__Girdi__.
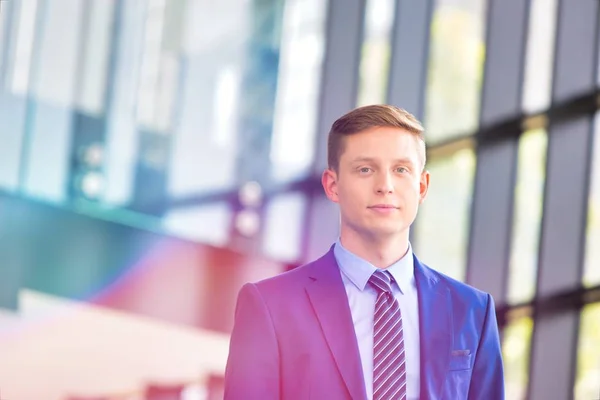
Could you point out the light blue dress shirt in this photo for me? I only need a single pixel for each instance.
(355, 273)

...

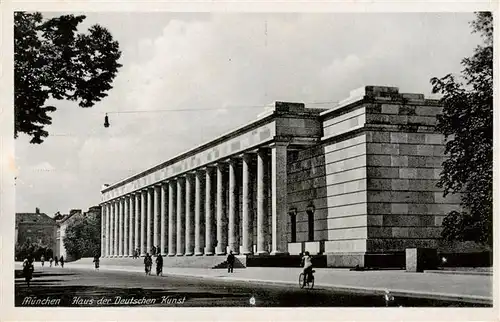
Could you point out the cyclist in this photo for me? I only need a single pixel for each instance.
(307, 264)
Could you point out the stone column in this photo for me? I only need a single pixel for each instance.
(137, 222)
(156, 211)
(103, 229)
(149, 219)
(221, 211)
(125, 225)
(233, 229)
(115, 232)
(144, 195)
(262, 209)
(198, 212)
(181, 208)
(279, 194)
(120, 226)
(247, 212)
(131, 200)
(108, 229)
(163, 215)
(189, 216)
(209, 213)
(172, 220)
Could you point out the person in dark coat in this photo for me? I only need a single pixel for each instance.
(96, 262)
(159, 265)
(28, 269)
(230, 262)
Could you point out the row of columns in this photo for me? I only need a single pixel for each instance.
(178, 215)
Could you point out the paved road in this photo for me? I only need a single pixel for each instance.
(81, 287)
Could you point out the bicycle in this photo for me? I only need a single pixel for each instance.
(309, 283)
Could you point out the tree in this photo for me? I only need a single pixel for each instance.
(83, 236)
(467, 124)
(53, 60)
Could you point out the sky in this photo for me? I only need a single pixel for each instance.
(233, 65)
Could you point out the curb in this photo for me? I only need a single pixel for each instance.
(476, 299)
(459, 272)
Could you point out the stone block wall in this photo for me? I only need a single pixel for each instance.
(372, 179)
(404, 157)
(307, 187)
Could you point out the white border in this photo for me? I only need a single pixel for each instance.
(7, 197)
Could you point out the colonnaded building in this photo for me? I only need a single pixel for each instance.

...

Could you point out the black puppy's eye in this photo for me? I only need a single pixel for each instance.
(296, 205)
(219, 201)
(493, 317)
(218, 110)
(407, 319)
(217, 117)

__Yapılacak Görev__.
Yukarıdaki kayıtlarda "Could you point out the stone block" ifadesini içeren satırla açılıp "Could you point out the colonnaded" ifadesini içeren satırla kapanan bölümü, iki uç satır da dahil olmak üzere kelimesi kelimesine yeniden yaz.

__Doğru Yanıt__.
Could you point out the stone block wall in this photo for me? I only need a single pixel for each instance.
(372, 179)
(404, 157)
(307, 187)
Could you point out the white border in this photo for me? I only need a single pixel for each instance.
(7, 197)
Could you point out the colonnaded building in this photo for me? I only need a single pixel for each instance.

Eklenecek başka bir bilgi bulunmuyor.